→ **Document excerpt**:
________________

Ghanaian politician (1969–2023)

Philip Atta Basoah (18 November 1969 – 27 March 2023) was a Ghanaian politician and member of the Seventh Parliament of the Fourth Republic of Ghana representing the Kumawu Constituency in the Ashanti Region on the ticket of the New Patriotic Party.

== Early life ==
Philip was born on 18 November 1969, and died on Monday, 27 March 2023. He hails from Kumawu in the Ashanti region of Ghana.

== Education ==
He had master's degree at the Paris graduate school of management in 2012 and also had Bachelor of Arts at the University of Cape Coast, Ghana in 2000. He also had his GCE A level in 1994 and his GCE O level in 1991 and his MLSC in 1986.

== Career ==
He was the projects coordinator for Ghana Education Service in the Ashanti Region. He was also the District Chief Executive at the Ministry of Local Government for the Sekyere East District from June 2005 to January 2009. He was a tutor at the Agogo Senior High School.

________________

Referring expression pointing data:
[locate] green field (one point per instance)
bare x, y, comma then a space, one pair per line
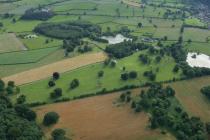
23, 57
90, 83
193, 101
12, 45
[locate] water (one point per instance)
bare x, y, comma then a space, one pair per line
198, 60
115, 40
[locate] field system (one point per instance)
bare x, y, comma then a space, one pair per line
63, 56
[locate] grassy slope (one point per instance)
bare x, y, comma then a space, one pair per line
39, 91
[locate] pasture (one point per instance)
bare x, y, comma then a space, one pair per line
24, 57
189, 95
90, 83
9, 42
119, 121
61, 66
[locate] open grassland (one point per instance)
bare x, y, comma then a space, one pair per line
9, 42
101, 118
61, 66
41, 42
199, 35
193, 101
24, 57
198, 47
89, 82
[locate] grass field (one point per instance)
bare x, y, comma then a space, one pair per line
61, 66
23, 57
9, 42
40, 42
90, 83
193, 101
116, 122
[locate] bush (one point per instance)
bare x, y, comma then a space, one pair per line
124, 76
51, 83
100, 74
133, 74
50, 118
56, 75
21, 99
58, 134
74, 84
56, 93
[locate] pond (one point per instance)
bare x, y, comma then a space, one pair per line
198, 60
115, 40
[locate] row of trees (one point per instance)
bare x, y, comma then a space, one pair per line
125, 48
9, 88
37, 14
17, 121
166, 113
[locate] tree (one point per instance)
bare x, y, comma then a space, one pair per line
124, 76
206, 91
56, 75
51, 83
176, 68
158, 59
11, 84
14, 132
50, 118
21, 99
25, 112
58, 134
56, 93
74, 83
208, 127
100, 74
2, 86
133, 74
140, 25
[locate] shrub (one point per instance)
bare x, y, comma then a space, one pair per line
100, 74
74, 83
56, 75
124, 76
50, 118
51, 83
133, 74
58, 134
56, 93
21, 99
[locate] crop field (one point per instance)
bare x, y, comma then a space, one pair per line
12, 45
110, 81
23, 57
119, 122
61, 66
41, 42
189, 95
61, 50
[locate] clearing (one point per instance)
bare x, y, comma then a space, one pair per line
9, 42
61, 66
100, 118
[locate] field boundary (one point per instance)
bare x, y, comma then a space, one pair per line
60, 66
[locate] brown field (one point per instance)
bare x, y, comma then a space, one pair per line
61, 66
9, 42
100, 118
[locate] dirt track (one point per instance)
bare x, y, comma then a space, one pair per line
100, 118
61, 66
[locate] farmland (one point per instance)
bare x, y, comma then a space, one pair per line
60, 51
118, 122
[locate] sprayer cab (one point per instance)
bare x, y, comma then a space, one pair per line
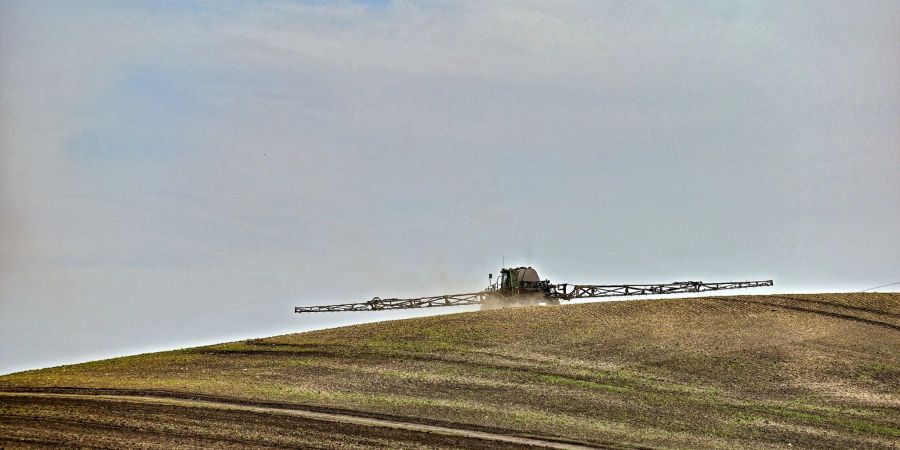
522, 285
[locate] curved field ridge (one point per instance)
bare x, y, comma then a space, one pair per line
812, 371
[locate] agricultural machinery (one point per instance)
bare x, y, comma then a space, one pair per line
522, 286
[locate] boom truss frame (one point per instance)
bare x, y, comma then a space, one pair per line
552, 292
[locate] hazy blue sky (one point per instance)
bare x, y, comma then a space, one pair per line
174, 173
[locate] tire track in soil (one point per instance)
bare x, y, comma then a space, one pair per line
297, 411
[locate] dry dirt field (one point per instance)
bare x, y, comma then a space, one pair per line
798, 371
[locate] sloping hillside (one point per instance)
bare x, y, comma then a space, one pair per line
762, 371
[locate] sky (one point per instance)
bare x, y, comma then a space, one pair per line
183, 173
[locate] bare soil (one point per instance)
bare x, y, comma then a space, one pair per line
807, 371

________________

→ **Required tasks**:
a – List every educational qualification named in the Philip Atta Basoah biography.
b – Write the next part of the Philip Atta Basoah biography, starting after its final sentence.

→ **Exercise answers**:
a – master's degree, Bachelor of Arts, GCE A level, GCE O level, MLSC

b –
== Political career ==
He was a member of NPP and the MP for the Kumawu Constituency in the Ashanti region. In the 2016 Ghana general elections, he won the parliamentary seat with 21,794 votes making 78.2% of the total votes cast whilst the NDC parliamentary aspirant Emmanuel William Amoako had 5,899 votes making 21.2% of the total votes cast while the CPP parliament aspirant Opoku Kyei Clifford had 188 votes making 0.7% of the total votes cast. In 2020 Ghana general elections, he won the parliamentary seat with 14,960 votes making 51.1% of the total votes cast whilst the NDC parliamentary aspirant Bernard Opoku Marfo had 2,439 votes making 8.3% of the total votes cast while the Independent parliament aspirant Duah Kwaku had 11,698 votes making 40% of the total votes cast and the GUM parliament aspirant Nana Amoako had 174 votes making 0.6% of the total votes cast.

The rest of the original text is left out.